### TASK INSTRUCTIONS
Put all of the rows below into a JSON list of strings, with one string for each line and no blank lines. Leave the pictures out of the list.

### DATASET
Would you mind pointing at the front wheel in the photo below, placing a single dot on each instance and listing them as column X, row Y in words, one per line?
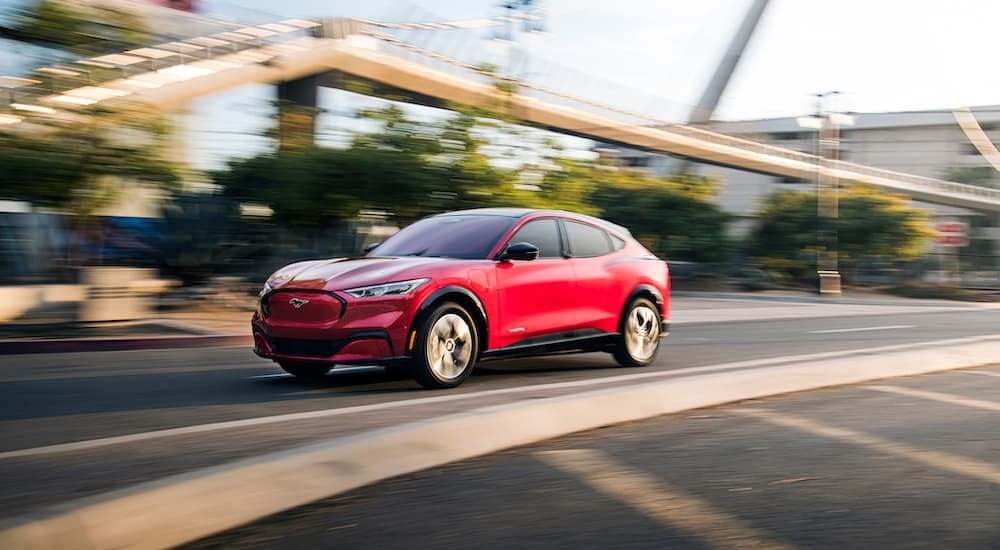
column 446, row 347
column 309, row 371
column 639, row 334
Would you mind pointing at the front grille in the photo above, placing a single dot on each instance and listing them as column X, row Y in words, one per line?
column 303, row 348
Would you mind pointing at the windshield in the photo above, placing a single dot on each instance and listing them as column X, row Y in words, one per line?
column 466, row 236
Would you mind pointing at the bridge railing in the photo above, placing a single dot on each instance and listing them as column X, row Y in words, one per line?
column 469, row 71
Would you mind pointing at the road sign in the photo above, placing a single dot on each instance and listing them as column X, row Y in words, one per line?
column 952, row 234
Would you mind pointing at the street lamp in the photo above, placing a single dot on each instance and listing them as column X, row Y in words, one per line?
column 827, row 125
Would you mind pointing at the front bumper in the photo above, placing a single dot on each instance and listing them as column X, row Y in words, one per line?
column 314, row 326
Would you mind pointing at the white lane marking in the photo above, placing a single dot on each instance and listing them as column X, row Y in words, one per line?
column 860, row 329
column 948, row 462
column 323, row 413
column 942, row 397
column 981, row 373
column 658, row 500
column 73, row 373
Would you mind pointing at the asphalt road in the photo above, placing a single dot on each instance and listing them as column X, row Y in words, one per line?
column 906, row 463
column 57, row 410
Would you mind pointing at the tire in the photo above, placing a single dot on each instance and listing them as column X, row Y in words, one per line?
column 306, row 371
column 638, row 334
column 446, row 348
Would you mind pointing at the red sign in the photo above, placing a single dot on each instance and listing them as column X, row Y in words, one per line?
column 953, row 234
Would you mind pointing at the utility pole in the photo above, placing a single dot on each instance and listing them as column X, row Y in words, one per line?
column 827, row 125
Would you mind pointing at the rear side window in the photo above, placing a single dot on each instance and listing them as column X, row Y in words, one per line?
column 587, row 241
column 542, row 233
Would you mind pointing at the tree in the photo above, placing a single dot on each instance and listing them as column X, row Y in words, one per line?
column 83, row 29
column 79, row 166
column 870, row 224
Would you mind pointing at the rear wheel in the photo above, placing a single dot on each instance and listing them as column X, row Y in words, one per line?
column 446, row 348
column 639, row 334
column 310, row 371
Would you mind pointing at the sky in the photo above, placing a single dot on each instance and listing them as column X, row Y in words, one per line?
column 656, row 56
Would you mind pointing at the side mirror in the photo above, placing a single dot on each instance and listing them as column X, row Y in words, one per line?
column 519, row 251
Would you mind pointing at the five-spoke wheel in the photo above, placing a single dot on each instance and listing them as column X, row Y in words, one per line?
column 639, row 334
column 446, row 348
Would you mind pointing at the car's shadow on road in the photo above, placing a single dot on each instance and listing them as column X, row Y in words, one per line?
column 376, row 380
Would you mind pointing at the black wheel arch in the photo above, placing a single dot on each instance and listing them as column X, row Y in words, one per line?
column 461, row 296
column 647, row 291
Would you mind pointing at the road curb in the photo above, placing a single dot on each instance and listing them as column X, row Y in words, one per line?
column 186, row 507
column 12, row 347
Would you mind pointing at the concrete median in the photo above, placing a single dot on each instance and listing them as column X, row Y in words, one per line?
column 186, row 507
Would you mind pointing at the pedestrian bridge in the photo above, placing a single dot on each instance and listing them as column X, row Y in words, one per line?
column 170, row 75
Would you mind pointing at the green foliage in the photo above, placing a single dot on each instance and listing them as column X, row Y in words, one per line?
column 80, row 166
column 410, row 168
column 84, row 29
column 870, row 224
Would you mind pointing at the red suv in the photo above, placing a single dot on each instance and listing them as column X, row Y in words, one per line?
column 452, row 289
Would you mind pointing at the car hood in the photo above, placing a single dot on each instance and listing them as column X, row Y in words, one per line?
column 344, row 273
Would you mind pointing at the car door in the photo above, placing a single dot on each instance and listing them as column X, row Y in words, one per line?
column 598, row 292
column 535, row 297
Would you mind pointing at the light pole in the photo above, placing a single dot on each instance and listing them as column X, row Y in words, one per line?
column 827, row 125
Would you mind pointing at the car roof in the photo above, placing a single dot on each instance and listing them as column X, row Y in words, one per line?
column 521, row 212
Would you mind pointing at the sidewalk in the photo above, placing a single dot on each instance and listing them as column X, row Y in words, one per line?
column 199, row 323
column 195, row 324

### WRITTEN ANSWER
[
  "Would you mind pointing at the front wheel in the photo below, placing a single dot on each instance and listing them as column X, row Y in words, one per line?",
  "column 446, row 347",
  "column 309, row 371",
  "column 639, row 334",
  "Would you mind pointing at the front grille in the photo above, placing a single dot on each instance and listing them as column X, row Y in words, one per line?",
  "column 303, row 348",
  "Would you mind pointing at the windshield in the photo above, placing a single dot on each instance and listing them as column X, row Y in words, one per line?",
  "column 466, row 236",
  "Would you mind pointing at the bridge railing in the photo above, placing a single dot on each instance and listing them as column X, row Y in words, one per line?",
  "column 469, row 71",
  "Would you mind pointing at the road sign in the photo above, placing a single dot on each instance and listing them as column X, row Y in words, one per line?",
  "column 952, row 234",
  "Would you mind pointing at the street lamp in the photo above, placing a single dot on each instance and listing them as column X, row Y in words, one per line?",
  "column 827, row 125",
  "Would you mind pointing at the front bumper in the photo above, placing a single dot on each instance and listing them as column X, row Y in words, one per line?",
  "column 314, row 326",
  "Would you mind pointing at the white lane marking in the photo above, placing a single dot on each instance and listing them as column X, row Y in words, one per line?",
  "column 860, row 329",
  "column 948, row 462",
  "column 323, row 413",
  "column 942, row 397",
  "column 981, row 373",
  "column 658, row 500",
  "column 73, row 373",
  "Would you mind pointing at the asphalt road in the photo above, placing a single dot on each instance and listing them as column X, row Y in words, one per line?",
  "column 906, row 463",
  "column 57, row 410",
  "Would you mind pointing at the tire in the photo above, placing a single dot on each instance and listing them as column X, row Y in words, one per line?",
  "column 306, row 371",
  "column 638, row 334",
  "column 446, row 348",
  "Would you mind pointing at the red sign in the photo above, placing a single dot on each instance and listing them as column X, row Y in words, one per line?",
  "column 953, row 234",
  "Would you mind pointing at the utility pole in the photo above, placing a single dot on each instance and listing them as column X, row Y in words, one per line?",
  "column 827, row 125",
  "Would you mind pointing at the rear side window in the photo above, placing a single dot on each instance and listing them as column X, row Y in words, one per line?",
  "column 587, row 241",
  "column 542, row 233",
  "Would you mind pointing at the tree in the photo above, placing a single dot on each instance and listing them as column X, row Y in words, one per line?",
  "column 83, row 29",
  "column 79, row 166",
  "column 870, row 224",
  "Would you mind pointing at the rear wheel in the photo above, placing a single dot on each instance and listing them as column X, row Y in words, one per line?",
  "column 446, row 348",
  "column 639, row 334",
  "column 310, row 371",
  "Would you mind pointing at the sky in the photo above, placing a single dot on each instance and listing them as column X, row Y in words, one per line?",
  "column 656, row 56",
  "Would you mind pointing at the side mirror in the photo above, placing a single dot on each instance and listing them as column X, row Y in words, one per line?",
  "column 519, row 251",
  "Would you mind pointing at the five-spoke wheel in the photo above, placing a single dot on each instance and listing them as column X, row Y in words, one per line?",
  "column 639, row 334",
  "column 446, row 348",
  "Would you mind pointing at the car's shadow on road in the photo above, placing a single dot on each instance and listing them as column X, row Y in words, one per line?",
  "column 376, row 380",
  "Would you mind pointing at the black wheel arch in the photo above, placing a single dot on each instance and listing them as column X, row Y in words, one per line?",
  "column 461, row 296",
  "column 647, row 291",
  "Would you mind pointing at the road curb in the photo above, placing a single dot on each instance and listing them as column X, row Y in words, one per line?",
  "column 186, row 507",
  "column 12, row 347",
  "Would you mind pointing at the concrete median in the photo above, placing a single dot on each instance and listing them as column X, row Y in words, one per line?",
  "column 186, row 507",
  "Would you mind pointing at the pedestrian bridge in the photo above, placing a single dot on each instance and listing them as column X, row Y in words, one per line?",
  "column 170, row 75",
  "Would you mind pointing at the green foliage in the photo above, placing a single dot on each instance and listing them as column X, row Y in words, one per line?",
  "column 80, row 166",
  "column 410, row 168",
  "column 84, row 29",
  "column 870, row 224",
  "Would you mind pointing at the red suv in the photo above, placing a single dot on each instance and listing them as column X, row Y in words, one per line?",
  "column 452, row 289",
  "Would you mind pointing at the car hood in the photo above, placing a single dot on each instance and listing them as column X, row Y in words, one per line?",
  "column 344, row 273",
  "Would you mind pointing at the car door in the photo above, placing a single dot on each instance and listing them as column X, row Y in words, one per line?",
  "column 598, row 292",
  "column 535, row 297",
  "Would you mind pointing at the light pole in the photo above, placing a single dot on each instance and listing them as column X, row Y in words, one per line?",
  "column 827, row 125",
  "Would you mind pointing at the car roof in the photo above, placing a single dot on each instance and listing them as column X, row Y in words, one per line?",
  "column 521, row 212",
  "Would you mind pointing at the sidewalk in the photo above, placing a single dot on each instance and listing them as column X, row Y in words, one per line?",
  "column 199, row 323",
  "column 195, row 324"
]